**WHAT THIS TASK INVOLVES**
Write out the records word for word.

**DATA TO USE**
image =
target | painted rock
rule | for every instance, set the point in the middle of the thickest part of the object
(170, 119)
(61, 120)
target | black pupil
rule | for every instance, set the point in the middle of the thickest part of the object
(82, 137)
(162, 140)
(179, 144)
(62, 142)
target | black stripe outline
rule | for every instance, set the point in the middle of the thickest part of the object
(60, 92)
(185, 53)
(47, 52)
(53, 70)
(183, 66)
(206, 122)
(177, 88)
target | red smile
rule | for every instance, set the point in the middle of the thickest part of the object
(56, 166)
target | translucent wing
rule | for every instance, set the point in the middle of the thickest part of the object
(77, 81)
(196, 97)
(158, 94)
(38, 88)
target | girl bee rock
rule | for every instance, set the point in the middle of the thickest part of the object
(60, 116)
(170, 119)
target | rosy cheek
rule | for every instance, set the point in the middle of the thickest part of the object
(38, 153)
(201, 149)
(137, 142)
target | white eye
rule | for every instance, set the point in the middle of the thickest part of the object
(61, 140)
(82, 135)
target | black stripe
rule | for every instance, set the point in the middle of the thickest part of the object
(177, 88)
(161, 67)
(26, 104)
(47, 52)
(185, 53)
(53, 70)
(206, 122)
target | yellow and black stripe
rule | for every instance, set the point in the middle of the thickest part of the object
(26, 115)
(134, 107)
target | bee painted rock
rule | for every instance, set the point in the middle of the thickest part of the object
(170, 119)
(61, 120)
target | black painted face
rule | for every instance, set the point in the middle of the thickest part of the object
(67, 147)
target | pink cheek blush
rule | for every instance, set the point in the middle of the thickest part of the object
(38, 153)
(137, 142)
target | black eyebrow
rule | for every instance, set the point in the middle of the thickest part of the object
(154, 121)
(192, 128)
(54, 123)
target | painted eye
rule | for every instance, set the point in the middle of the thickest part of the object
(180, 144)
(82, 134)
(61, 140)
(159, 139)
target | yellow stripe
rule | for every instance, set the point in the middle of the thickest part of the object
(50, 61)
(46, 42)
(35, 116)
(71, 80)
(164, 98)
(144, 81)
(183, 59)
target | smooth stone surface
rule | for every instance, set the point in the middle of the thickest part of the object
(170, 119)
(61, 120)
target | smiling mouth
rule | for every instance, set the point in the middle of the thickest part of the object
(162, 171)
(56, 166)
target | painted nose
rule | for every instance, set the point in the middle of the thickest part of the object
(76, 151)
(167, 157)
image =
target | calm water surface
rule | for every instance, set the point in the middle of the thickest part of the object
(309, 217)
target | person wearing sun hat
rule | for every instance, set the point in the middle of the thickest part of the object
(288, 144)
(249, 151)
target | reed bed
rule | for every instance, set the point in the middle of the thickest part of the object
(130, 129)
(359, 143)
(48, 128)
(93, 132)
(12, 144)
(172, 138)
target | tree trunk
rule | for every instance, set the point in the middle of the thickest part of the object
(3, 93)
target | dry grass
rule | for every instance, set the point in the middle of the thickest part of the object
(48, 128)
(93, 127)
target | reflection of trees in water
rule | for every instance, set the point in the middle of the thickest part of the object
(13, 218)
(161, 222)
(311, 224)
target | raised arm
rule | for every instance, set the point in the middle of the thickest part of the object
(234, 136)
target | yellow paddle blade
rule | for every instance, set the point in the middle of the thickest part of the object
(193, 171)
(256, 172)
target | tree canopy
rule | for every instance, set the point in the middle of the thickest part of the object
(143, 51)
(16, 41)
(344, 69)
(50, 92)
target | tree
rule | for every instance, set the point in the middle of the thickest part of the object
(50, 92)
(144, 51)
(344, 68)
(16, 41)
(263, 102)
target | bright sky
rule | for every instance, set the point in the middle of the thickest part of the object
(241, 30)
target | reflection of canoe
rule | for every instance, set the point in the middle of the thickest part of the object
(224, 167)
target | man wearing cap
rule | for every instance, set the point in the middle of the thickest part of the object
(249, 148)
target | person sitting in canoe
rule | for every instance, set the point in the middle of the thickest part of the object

**RESPONSE BELOW**
image =
target | painted rock
rule | for every instance, set the point in the middle of the thickest part of the object
(170, 119)
(61, 120)
target | black pupil
rule | for every instance, set the point in the middle of the thickest part of the object
(82, 137)
(162, 140)
(179, 144)
(62, 142)
target | black stripe outline
rule | for every instance, set the point in the middle of the thickest part of the object
(60, 92)
(185, 53)
(47, 52)
(53, 70)
(183, 66)
(206, 122)
(177, 88)
target | red smile
rule | for every instance, set the point in the middle of the thickest part of the object
(56, 166)
target | translucent wing
rule | for every instance, set the point in the middle of the thickest part of the object
(77, 81)
(196, 97)
(158, 94)
(38, 88)
target | girl bee rock
rule | for every instance, set the point in the middle of the thickest part of the object
(60, 116)
(170, 119)
target | rosy cheek
rule | for every instance, set the point in the middle of the thickest part of the object
(38, 153)
(201, 149)
(137, 142)
target | white eye
rule | for every instance, set the point in the middle of the thickest part of the object
(61, 140)
(82, 135)
target | black stripe
rule | for every instance, set the point in the middle of the thickest part of the object
(177, 88)
(161, 67)
(26, 104)
(47, 52)
(185, 53)
(53, 70)
(206, 122)
target | yellow and black stripe
rule | for every instance, set the point in the middle of the thickest part of the object
(26, 115)
(134, 107)
target | bee painted rock
rule | for every instance, set the point in the middle of the thickest part of the object
(170, 119)
(61, 120)
target | black painted face
rule | for every instance, set the point in the middle of the thickest part of the object
(67, 147)
target | pink cheek blush
rule | for every instance, set the point in the middle of the thickest part of the object
(38, 153)
(137, 142)
target | black eyebrow
rule | for every instance, set the point in the middle of the thickest part of the object
(154, 121)
(192, 128)
(54, 123)
target | painted eye
rule | for every instance, set the point in the middle of the thickest part of the object
(180, 144)
(82, 134)
(61, 140)
(159, 139)
target | yellow stripe
rule | for every instance, set the point in the middle of the thickest part of the object
(50, 61)
(46, 42)
(35, 116)
(71, 80)
(164, 98)
(144, 81)
(183, 59)
target | smooth stone surface
rule | for every instance, set the point in the middle of the thickest part of the object
(170, 119)
(61, 120)
target | smiling mouth
rule | for every instance, set the point in the middle of the thickest part of the object
(162, 171)
(56, 166)
target | painted nose
rule | for every instance, set the point in the middle of the thickest part of the object
(76, 151)
(167, 157)
image =
target | calm water surface
rule | for every instance, set the point in the middle of the thickest part of the object
(309, 217)
target | person wearing sun hat
rule | for every instance, set the point in the middle of the thickest part of the object
(288, 144)
(249, 151)
target | reed bed
rule | for every instance, set the point in the middle of the thickest part of the object
(130, 129)
(359, 143)
(48, 128)
(93, 132)
(12, 144)
(172, 138)
target | tree trunk
rule | for every instance, set the point in the middle of the thickest part of the object
(3, 93)
target | dry grass
rule | for every instance, set the point in the middle of the thickest part of the object
(48, 128)
(93, 127)
target | reflection of trees in water
rule | for every instance, set the point in the middle of the thickest part of the object
(13, 218)
(161, 222)
(311, 224)
target | raised arm
rule | for every instance, set the point in the middle of the thickest part of the object
(234, 136)
target | yellow paddle blade
rule | for every instance, set the point in the middle of the thickest part of the object
(193, 171)
(256, 172)
target | tree canopy
rule | for every instance, set the point in the middle of the thickest part of the object
(143, 51)
(16, 41)
(344, 69)
(50, 92)
target | tree
rule | for every instance, set the point in the middle of the thickest part of the object
(50, 92)
(144, 51)
(344, 68)
(16, 41)
(263, 102)
target | bright sky
rule | for every instance, set the point in the middle of the thickest part of the object
(241, 30)
target | reflection of canoe
rule | for every instance, set the point in the middle of the thickest part of the object
(224, 167)
target | man wearing cap
rule | for every instance, set the point in the middle of the thickest part of the object
(249, 148)
target | person sitting in canoe
rule | for every instance, set the point in the middle of the thickest part of the object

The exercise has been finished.